Whenever a picture appears, omit it, and set down everything else in the records exactly.

• DATA SHOWN:
——————————

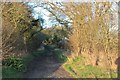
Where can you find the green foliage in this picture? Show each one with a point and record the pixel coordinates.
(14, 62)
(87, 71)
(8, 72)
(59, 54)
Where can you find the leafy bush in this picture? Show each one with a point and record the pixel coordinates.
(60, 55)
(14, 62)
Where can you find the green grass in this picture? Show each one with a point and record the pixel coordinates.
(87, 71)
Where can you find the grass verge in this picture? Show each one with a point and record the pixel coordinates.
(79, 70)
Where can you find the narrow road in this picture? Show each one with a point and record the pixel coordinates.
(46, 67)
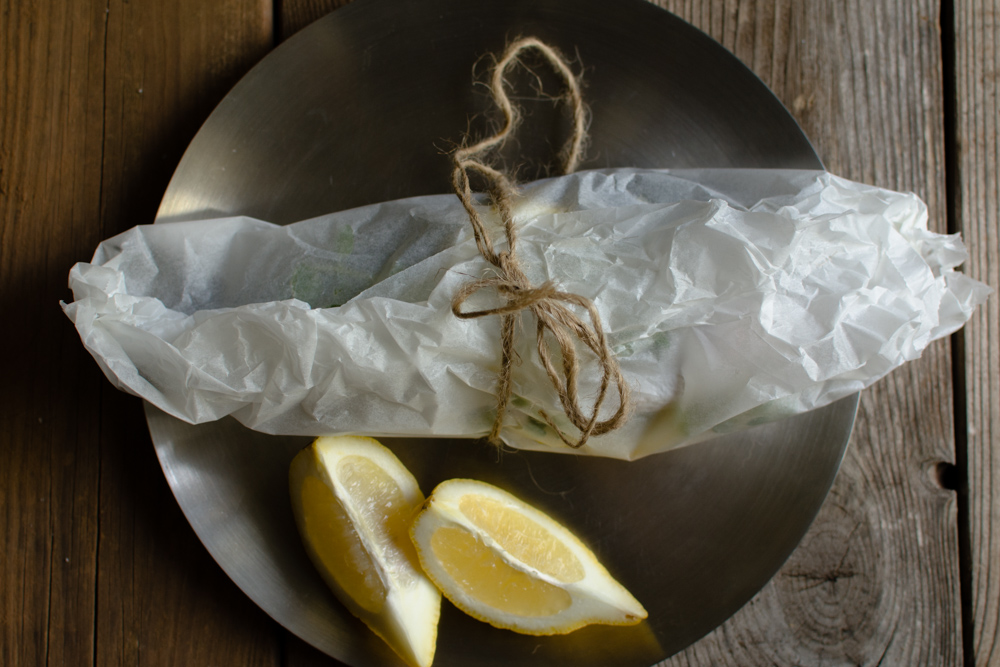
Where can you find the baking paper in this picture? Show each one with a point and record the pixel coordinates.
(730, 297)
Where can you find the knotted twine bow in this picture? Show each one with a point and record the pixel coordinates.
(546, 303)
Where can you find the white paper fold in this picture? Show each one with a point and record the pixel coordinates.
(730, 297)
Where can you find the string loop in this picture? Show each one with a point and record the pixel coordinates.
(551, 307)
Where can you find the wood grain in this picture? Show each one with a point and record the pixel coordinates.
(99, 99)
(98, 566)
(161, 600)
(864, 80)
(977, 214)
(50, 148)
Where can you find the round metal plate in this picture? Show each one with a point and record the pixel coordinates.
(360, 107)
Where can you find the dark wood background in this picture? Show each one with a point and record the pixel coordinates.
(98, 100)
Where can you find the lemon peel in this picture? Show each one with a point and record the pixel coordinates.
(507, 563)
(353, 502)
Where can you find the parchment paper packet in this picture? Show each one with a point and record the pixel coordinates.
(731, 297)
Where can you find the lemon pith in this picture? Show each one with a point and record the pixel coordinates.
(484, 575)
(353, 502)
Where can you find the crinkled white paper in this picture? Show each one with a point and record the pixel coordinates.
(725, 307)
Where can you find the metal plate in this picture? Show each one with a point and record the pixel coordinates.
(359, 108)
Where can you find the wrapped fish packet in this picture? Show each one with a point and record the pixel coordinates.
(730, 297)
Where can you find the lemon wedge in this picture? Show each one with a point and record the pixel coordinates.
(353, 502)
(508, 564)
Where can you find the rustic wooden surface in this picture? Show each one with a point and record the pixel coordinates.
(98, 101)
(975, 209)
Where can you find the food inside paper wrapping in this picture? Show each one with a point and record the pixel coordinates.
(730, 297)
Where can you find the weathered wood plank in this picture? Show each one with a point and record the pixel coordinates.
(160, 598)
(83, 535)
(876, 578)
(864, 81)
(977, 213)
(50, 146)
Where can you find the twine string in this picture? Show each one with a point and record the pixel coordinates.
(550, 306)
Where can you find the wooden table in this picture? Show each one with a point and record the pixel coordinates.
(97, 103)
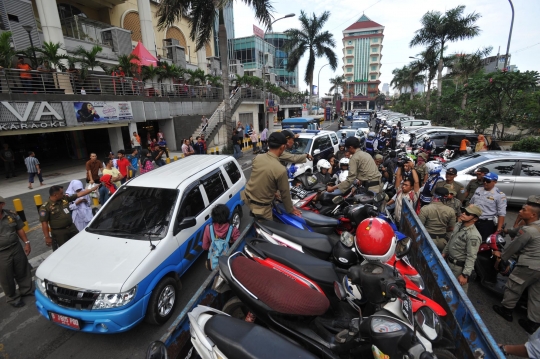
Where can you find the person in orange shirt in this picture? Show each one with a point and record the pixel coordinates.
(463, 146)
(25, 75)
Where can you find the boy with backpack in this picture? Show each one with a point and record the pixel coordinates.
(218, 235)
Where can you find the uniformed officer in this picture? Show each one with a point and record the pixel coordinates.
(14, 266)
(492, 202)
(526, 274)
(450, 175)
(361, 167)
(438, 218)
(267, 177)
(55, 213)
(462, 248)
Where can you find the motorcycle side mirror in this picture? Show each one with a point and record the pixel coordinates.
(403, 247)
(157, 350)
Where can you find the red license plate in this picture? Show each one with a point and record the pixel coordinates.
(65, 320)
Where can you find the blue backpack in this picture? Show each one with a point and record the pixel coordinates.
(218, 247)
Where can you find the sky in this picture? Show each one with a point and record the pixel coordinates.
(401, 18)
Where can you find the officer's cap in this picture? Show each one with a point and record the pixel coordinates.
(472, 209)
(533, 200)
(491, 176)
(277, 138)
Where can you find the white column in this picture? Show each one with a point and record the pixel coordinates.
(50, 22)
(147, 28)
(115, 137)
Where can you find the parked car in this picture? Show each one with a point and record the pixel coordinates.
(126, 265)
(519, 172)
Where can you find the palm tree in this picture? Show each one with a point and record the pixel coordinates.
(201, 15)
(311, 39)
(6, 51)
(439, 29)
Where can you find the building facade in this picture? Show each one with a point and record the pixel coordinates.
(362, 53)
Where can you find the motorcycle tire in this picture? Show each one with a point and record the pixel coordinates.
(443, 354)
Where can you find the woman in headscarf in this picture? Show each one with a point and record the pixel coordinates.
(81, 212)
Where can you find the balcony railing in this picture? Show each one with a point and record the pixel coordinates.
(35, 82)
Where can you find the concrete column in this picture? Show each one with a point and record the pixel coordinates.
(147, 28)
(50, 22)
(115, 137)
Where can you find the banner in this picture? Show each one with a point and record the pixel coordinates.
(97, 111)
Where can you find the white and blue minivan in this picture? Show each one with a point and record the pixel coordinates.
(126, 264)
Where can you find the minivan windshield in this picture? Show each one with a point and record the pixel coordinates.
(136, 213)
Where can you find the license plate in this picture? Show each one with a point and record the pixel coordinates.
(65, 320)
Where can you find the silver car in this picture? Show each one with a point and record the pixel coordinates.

——————————

• ANSWER FOR THIS EXERCISE:
Where can you find the green foliage in this picture? Show each one with a point and record the pixel coordinates.
(14, 62)
(87, 71)
(8, 72)
(59, 54)
Where can you find the leafy bush in this picture? Show each one with a point and record the pixel coordinates.
(60, 55)
(14, 62)
Where can you find the green grass in this picture? Show each one with a point and record the pixel coordinates.
(87, 71)
Where can you find the grass verge in this picture? Show each one with a point and record the pixel coordinates.
(79, 70)
Where can you find the narrow road in this picture? Show each one with a point and record the pixel coordinates.
(46, 67)
Where can you find the baking paper in this picture? Show each one with a point and record the pixel coordinates.
(730, 297)
Where can you find the knotted twine bow in this picture? Show each one with a point and record the pixel coordinates.
(546, 303)
Where can you find the white paper fold in this picture? Show each one with a point and record the pixel coordinates.
(730, 297)
Where can you find the string loop in this picture? Show each one with a point and record the pixel coordinates.
(551, 307)
Where can you find the wood grain in this picture? Show each one with a point and record the pixel coordinates.
(99, 99)
(98, 566)
(161, 600)
(864, 80)
(977, 214)
(50, 148)
Where can you find the round metal plate in this picture? Show each one with a point and record the pixel coordinates.
(360, 107)
Where can you find the dark wood background in this picture? Show each one with a point and record the pixel coordinates.
(98, 100)
Where can you find the lemon peel in this picture? Show each one with a point and record the pixel coordinates.
(507, 563)
(353, 502)
Where can you find the parchment paper packet in this picture? Show each one with a point and record the pixel coordinates.
(731, 297)
Where can you find the lemon pith in this picture? Show each one with a point and record the pixel coordinates.
(484, 575)
(353, 502)
Where can you find the crinkled white paper in this picture? Show each one with a point and record the pixel coordinates.
(725, 307)
Where can you find the metal plate in this picture? Show each one with a point and record the pixel coordinates.
(359, 108)
Where can you find the wrapped fish packet in this picture? Show each one with a point and record the pixel coordinates.
(730, 297)
Where can you find the lemon wedge in this picture? Show each one with a point and record the pixel coordinates.
(353, 502)
(508, 564)
Where can you find the rustic wooden surface in this picture? Show each one with a point and record the pixel coordinates.
(98, 101)
(975, 209)
Where can you find the food inside paper wrapping in this picture? Show each one with a point and record the pixel coordinates.
(730, 297)
Where can you find the weathered wood plank in this picture? Show each one with a point and record the pixel coordinates.
(160, 598)
(83, 535)
(876, 578)
(864, 81)
(977, 213)
(50, 146)
Where can you find the twine string in this picture? Show each one with a point and record the pixel coordinates.
(550, 306)
Where can you find the wooden table in this picture? Show each one with a point and record the pixel coordinates.
(97, 103)
Where can you find the person in orange shirt in this picture? Show each one with a point and record the pixel coordinates.
(463, 146)
(25, 75)
Where can you find the boy with backpack in this picture? Show each one with a point and record the pixel coordinates.
(218, 235)
Where can you find the uniformed officer in this picture? Show each one with a point and record the pixel coordinates.
(14, 266)
(492, 202)
(526, 274)
(450, 175)
(361, 167)
(438, 218)
(267, 177)
(55, 213)
(462, 248)
Where can you find the motorcycle side mirror in this picture? Show each one with a point and record the pixel coordinates.
(403, 247)
(157, 350)
Where can you find the red license plate in this picture? Show each one with a point and record the pixel coordinates.
(65, 320)
Where can you find the blue backpack in this picture? Show each one with a point and record the pixel coordinates.
(218, 247)
Where can you find the sky in this picture? Show each one with a point and record the pixel coordinates.
(401, 18)
Where can you find the officer's cap in this picture? Show each one with a point and record the pixel coordinates.
(472, 209)
(533, 200)
(491, 176)
(277, 138)
Where can you find the white column in this picture? Show each one with a point and record the pixel coordinates.
(50, 22)
(147, 28)
(115, 137)
Where can you find the parked car in this picture? Show each one with a point and record the pixel coordinates.
(126, 265)
(519, 172)
Where can you find the palm tree in this picture? Show each one with a point and record the pixel coordinates.
(201, 15)
(311, 39)
(6, 51)
(439, 29)
Where can you find the building facade in this picture? Show each one with a point and record the pixel coordinates.
(362, 53)
Where can you find the motorcycle tire in this picture? Show each one with a point and record the pixel coordinates.
(443, 354)
Where can you find the woman in headscarf in this picture? Show each one with a point and record the pixel coordinates.
(81, 212)
Where can you find the balcony railing in this picture? Show each one with a point and record the pixel coordinates.
(35, 82)
Where can you find the concrete column in this picture? Show each one with a point and record the pixel coordinates.
(147, 28)
(50, 22)
(115, 137)
Where can you find the banner in this picture? Show each one with a point and record the pixel coordinates.
(97, 111)
Where can you find the white and blue minivan in this picture? Show each one with a point and record the pixel coordinates.
(126, 264)
Where can you find the minivan windshield in this picture? Show each one with a point and record the pixel coordinates.
(136, 213)
Where can you find the license plate in this picture? Show each one with a point and record the pixel coordinates.
(65, 320)
Where can you find the silver car in this picture? Show each one with a point and record the pixel coordinates.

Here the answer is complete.